----- Records to use

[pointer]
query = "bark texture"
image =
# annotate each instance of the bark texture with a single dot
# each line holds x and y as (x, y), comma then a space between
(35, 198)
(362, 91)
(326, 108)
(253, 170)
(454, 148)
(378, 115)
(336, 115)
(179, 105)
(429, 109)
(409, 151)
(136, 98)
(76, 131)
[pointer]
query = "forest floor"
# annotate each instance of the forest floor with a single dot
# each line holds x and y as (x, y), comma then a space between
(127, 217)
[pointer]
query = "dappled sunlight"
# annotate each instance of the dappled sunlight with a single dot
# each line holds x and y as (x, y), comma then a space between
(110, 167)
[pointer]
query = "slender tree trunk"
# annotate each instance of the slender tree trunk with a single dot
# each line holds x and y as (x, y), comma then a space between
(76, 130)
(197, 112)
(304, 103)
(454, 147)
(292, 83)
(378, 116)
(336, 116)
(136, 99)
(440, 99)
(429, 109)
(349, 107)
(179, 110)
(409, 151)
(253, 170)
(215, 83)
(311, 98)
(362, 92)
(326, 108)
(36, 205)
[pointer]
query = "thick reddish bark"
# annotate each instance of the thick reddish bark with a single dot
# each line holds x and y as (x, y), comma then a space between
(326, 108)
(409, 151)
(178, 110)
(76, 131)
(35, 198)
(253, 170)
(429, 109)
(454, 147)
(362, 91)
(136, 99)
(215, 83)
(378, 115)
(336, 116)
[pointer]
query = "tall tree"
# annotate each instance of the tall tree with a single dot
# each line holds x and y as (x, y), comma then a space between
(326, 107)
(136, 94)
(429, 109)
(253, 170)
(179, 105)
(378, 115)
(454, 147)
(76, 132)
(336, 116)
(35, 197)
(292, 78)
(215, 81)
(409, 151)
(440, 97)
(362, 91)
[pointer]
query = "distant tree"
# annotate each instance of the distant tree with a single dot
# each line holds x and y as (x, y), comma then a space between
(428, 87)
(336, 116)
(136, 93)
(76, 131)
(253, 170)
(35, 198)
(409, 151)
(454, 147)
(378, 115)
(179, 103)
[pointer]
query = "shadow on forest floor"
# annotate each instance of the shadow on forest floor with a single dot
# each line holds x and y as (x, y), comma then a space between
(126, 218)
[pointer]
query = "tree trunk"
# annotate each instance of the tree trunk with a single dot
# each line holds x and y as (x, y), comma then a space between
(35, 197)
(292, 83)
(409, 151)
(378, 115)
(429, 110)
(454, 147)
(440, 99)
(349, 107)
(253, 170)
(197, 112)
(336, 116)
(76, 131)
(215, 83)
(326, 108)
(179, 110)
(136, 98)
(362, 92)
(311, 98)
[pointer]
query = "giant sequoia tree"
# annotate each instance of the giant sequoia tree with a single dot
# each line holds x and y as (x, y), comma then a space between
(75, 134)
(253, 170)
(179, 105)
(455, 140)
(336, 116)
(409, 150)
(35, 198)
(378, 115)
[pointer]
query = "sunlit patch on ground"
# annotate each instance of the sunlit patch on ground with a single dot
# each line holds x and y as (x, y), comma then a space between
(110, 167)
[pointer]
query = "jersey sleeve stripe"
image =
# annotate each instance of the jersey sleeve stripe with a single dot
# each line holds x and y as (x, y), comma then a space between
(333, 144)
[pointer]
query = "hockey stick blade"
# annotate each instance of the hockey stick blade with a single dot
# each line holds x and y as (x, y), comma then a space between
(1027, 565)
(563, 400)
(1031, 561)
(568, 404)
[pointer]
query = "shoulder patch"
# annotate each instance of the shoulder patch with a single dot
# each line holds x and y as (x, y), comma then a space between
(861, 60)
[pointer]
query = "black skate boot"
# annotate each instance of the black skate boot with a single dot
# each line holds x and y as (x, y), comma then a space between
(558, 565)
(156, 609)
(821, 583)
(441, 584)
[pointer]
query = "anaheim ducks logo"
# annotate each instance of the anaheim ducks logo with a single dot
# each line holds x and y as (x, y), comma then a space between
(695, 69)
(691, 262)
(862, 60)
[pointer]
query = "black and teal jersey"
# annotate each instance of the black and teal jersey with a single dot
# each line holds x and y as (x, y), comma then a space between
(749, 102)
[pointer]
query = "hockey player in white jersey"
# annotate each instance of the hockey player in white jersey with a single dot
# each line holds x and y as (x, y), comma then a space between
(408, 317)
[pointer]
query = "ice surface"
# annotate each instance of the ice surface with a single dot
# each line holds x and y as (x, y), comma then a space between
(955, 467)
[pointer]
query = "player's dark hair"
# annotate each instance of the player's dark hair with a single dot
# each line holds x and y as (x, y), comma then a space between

----------

▸ Brief
Could you restate every entry verbatim, please?

▸ Exercise result
[pointer]
query = "bark texture"
image =
# annotate each instance of the bark texture with a single dot
# each line holds x and y as (x, y), comma then a space between
(35, 198)
(362, 91)
(326, 108)
(253, 170)
(454, 148)
(378, 115)
(336, 115)
(179, 105)
(429, 109)
(409, 151)
(136, 98)
(76, 131)
[pointer]
query = "forest floor"
# annotate each instance of the forest floor with a single dot
# each line holds x and y as (x, y), comma then a space between
(127, 217)
[pointer]
query = "dappled sunlight"
# annotate each instance of the dappled sunlight with a single dot
# each line holds x and y as (x, y), comma then a space between
(110, 167)
[pointer]
query = "slender tree trunk"
# annotate each instance of the slender tree trunk with a single dot
# each line holds x and y as (x, y), comma then a space between
(76, 130)
(197, 112)
(304, 103)
(454, 147)
(292, 83)
(378, 116)
(336, 116)
(136, 99)
(440, 99)
(429, 109)
(349, 107)
(179, 110)
(409, 151)
(253, 170)
(215, 83)
(311, 98)
(362, 92)
(326, 108)
(36, 205)
[pointer]
query = "thick reddish bark"
# annotate each instance of the thick reddish bark with a single dot
# each line holds x and y as (x, y), comma then a space between
(326, 108)
(409, 151)
(178, 110)
(76, 131)
(35, 198)
(253, 170)
(429, 109)
(454, 147)
(362, 91)
(136, 99)
(215, 83)
(378, 115)
(336, 116)
[pointer]
query = "tall tree"
# annotate each instance of the tall tree with a single dot
# each line holds x and y as (x, y), comma then a space between
(326, 107)
(136, 94)
(429, 109)
(253, 170)
(179, 105)
(378, 115)
(454, 147)
(76, 132)
(336, 116)
(35, 197)
(292, 78)
(215, 81)
(409, 151)
(440, 97)
(362, 91)
[pointer]
query = "distant tree"
# annotate each instance of the distant tree with a single dot
# each line holds x and y as (x, y), comma then a space between
(428, 87)
(336, 116)
(136, 93)
(76, 131)
(253, 170)
(35, 198)
(409, 151)
(454, 147)
(378, 115)
(179, 103)
[pointer]
query = "shadow on forest floor"
# annotate each instance of the shadow on forest floor with a single dot
# each line holds x and y as (x, y), comma then a space between
(126, 218)
[pointer]
query = "tree trunk"
# annotate each instance of the tree trunk with a single dot
# each line holds x and y as (x, y), comma then a space between
(35, 197)
(292, 83)
(409, 151)
(378, 115)
(429, 110)
(454, 147)
(440, 99)
(349, 107)
(253, 170)
(197, 112)
(336, 116)
(76, 131)
(215, 83)
(326, 108)
(179, 110)
(136, 98)
(362, 92)
(311, 98)
[pointer]
query = "giant sequoia tree"
# annotate each instance of the giant sequoia tree with a single dot
# each line holds x and y as (x, y), comma then a space between
(75, 134)
(253, 170)
(179, 105)
(455, 140)
(336, 116)
(409, 150)
(35, 198)
(378, 115)
[pointer]
query = "sunlit patch on ground"
# annotate each instance of the sunlit patch on ground with a single dot
# each line holds x and y as (x, y), comma then a space between
(110, 167)
[pointer]
query = "jersey sleeve stripe"
image =
# annotate each instance of the jersey sleeve stripe with a single dot
# each line holds x and y as (x, y), comma then a space between
(333, 144)
[pointer]
query = "hockey stick blade"
# annotate each instance of the hockey stick blade with a single dot
# each line holds x and y as (x, y), comma then a space between
(1027, 565)
(563, 400)
(1031, 561)
(568, 404)
[pointer]
query = "shoulder patch"
# annotate each instance of the shoulder patch with a single dot
# each line holds x and y as (x, y), comma then a space between
(861, 60)
[pointer]
query = "black skate boot"
# annotate each instance of the black skate boot with a single dot
# each line holds x and y as (x, y), comma then a space between
(558, 565)
(156, 609)
(821, 583)
(441, 584)
[pointer]
query = "anaheim ducks logo"
# annotate each instance of the anaheim ducks logo with a single dot
# each line holds x and y as (x, y), comma then a space between
(695, 69)
(691, 262)
(862, 60)
[pointer]
query = "black and teal jersey"
# annotate each instance of the black and teal jersey with a single dot
# each line holds x and y as (x, y), comma then a space between
(749, 102)
[pointer]
query = "hockey player in white jersey"
# annotate each instance of the hockey player in white jersey with a single dot
# each line holds x and y as (x, y), comma then a space between
(408, 317)
[pointer]
query = "ice surface"
# annotate each instance of the ice surface with a single dot
# each line holds x and y as (x, y), comma then a space between
(955, 467)
[pointer]
query = "player's dark hair"
# annotate each instance of the player's dark hair with a single dot
# each line holds x and y as (x, y), comma then a space between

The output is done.